_GIVEN PROBLEM_. Could you set out every line of the records below as a JSON list of strings, one string per line, with blank lines dropped?

━━━━━━

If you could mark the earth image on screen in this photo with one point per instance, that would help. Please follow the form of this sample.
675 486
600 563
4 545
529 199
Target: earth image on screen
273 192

━━━━━━

_REPLY_.
[
  "If you could mark the earth image on screen in this photo with one point per instance, that would help. Please follow the form of this sample.",
  "675 486",
  "600 563",
  "4 545",
  "529 199",
  "Target: earth image on screen",
  "273 192"
]